Short problem 1 ▸
Return, copied word for word, the part of the passage on liquid hydrogen refueling losses that opens with the words containing "4.7. Losses and" and closes with "et al. [19].".

Passage to read ▸

━━━━

4.7. Losses and Cost Adaption Due to Refueling with Liquid Hydrogen

The losses that occur during the refueling process should be minimized. However, these losses cannot be avoided and impact the fuel costs of LH2, as additional quantities are fed that cannot be used for the flight mission. There is a differentiation of losses between the refueling variants and the refueling process, broken down and analyzed below to determine the impact of the fuel price. However, the price increase is based purely on the additional energy consumption and helium or hydrogen consumption. Quantitative investment costs are not considered, as they are strongly dependent on utilization and quantity delivered; see Hoelzen et al. [19].

The fuel price is based on an analysis of the energy required to produce the fuel by Silberhorn et al. [4], resulting in an LH2 price of 29.15 EUR/GJ. This analysis makes it possible to compare different energy sources regardless of density or calorific value. The conversion of the energy price results in a mass-related price of $3.5\mathrm{EUR}/{\mathrm{kg}}_{\mathrm{LH}2}$. Including other literature sources results in a price range for possible fuel costs of LH2 of 1.0 to $5.7\mathrm{EUR}/{\mathrm{kg}}_{\mathrm{LH}2}$ [1,4,123].

As defined, LH2 requires specific production energy of about $210\mathrm{MJ}/{\mathrm{kg}}_{\mathrm{LH}2}$, which is adopted as the basis in the following cost calculation. With the fuel price of $3.5\mathrm{EUR}/{\mathrm{kg}}_{\mathrm{LH}2}$ LH2 [4], the electrical energy price results in 0.0167 EUR/MJ or 0.06 EUR/kWh. Therefore, this electricity price is the origin of the further calculation of the costs that arise from electrical energy consumption. The helium required for the refueling process is assumed to have $22\mathrm{EUR}/{\mathrm{kg}}_{\mathrm{Helium}}$ in the following cost calculation [124]. As a result, losses of LH2, helium and the consumption of electrical energy can be added proportionally to the fuel price of $3.5\mathrm{EUR}/{\mathrm{kg}}_{\mathrm{LH}2}$.

Nevertheless, it must be mentioned that the purging operation accounts for only 0.04% of the increase. The helium price has the highest uncertainty because helium is only available in a limited amount. Thus, the recycling of helium is significantly essential to establish LH2 as a fuel.

Considering only the maximum and minimum, the increases in fuel costs are represented as follows. The minimum increase includes no purging and the lowest cost for each method. The maximum growth, on the other hand, contains a purging operation. For a pipeline dispenser system, the minimum fuel price increase is 0.45% and the maximum about 1.2%. On the other hand, for a refueling truck, the minimum increase for a pump feed system is 0.54% and maximum is 4.92%. In contrast, the fuel truck with a pressure feed system has a minimum increase of 0.56% and a maximum of 13.62%. That significant increase is justified through the use of helium as pressurant gas, compared to GH2 as pressurant and a pump solution.

━━━━

Data shown ▸
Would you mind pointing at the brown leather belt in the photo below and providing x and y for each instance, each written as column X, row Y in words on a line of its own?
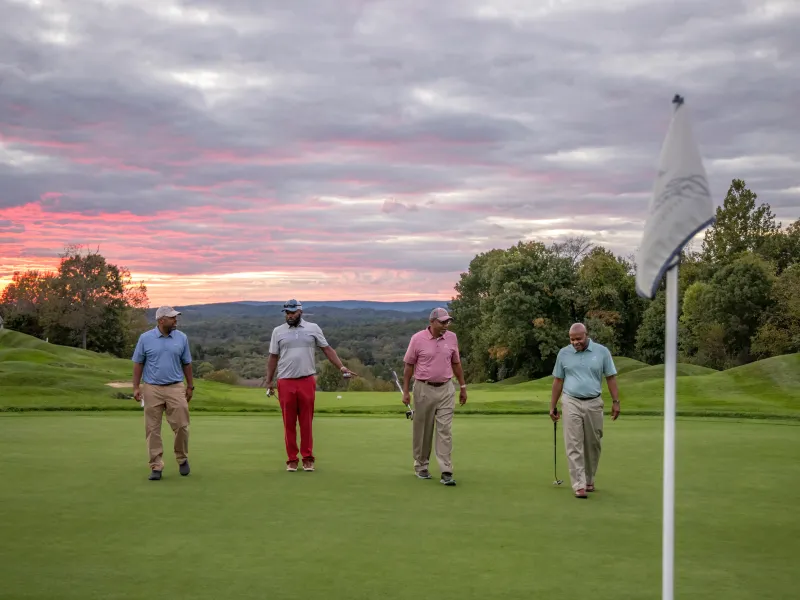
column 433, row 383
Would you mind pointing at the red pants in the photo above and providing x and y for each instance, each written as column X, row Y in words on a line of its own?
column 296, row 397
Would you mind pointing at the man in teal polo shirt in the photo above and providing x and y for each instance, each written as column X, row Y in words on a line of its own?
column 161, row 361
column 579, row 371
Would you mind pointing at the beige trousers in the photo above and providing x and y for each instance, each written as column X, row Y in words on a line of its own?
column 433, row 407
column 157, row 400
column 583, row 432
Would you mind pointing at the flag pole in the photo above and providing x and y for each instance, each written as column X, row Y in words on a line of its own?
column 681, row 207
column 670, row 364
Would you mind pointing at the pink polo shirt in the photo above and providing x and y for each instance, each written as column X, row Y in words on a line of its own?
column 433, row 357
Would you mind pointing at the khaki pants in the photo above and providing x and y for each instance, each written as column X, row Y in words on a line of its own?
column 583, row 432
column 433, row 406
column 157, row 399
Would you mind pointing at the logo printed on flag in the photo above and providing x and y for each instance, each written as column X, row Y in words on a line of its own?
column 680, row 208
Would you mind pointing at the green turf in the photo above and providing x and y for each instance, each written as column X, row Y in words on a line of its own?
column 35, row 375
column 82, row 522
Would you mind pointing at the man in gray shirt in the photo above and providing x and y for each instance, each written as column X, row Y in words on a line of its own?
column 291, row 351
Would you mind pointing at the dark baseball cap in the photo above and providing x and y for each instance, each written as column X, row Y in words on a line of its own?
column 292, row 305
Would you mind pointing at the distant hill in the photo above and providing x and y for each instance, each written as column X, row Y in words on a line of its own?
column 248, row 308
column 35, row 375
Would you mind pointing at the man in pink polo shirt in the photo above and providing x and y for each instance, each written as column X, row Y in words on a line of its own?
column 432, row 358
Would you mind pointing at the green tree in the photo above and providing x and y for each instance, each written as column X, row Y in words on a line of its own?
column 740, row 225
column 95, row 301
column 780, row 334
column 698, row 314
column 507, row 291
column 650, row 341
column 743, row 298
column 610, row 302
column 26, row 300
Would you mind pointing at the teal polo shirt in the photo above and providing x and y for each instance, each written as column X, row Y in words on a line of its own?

━━━━

Short problem 2 ▸
Retype, word for word, the part of the listing above that runs from the listing's first line through the line containing "column 433, row 383", with both ends included. Omit the picture from your answer.

Task solution 1 ▸
4.7. Losses and Cost Adaption Due to Refueling with Liquid Hydrogen

The losses that occur during the refueling process should be minimized. However, these losses cannot be avoided and impact the fuel costs of LH2, as additional quantities are fed that cannot be used for the flight mission. There is a differentiation of losses between the refueling variants and the refueling process, broken down and analyzed below to determine the impact of the fuel price. However, the price increase is based purely on the additional energy consumption and helium or hydrogen consumption. Quantitative investment costs are not considered, as they are strongly dependent on utilization and quantity delivered; see Hoelzen et al. [19].

Task solution 2 ▸
Would you mind pointing at the brown leather belt in the photo below and providing x and y for each instance, each written as column X, row Y in words on a line of its own?
column 433, row 383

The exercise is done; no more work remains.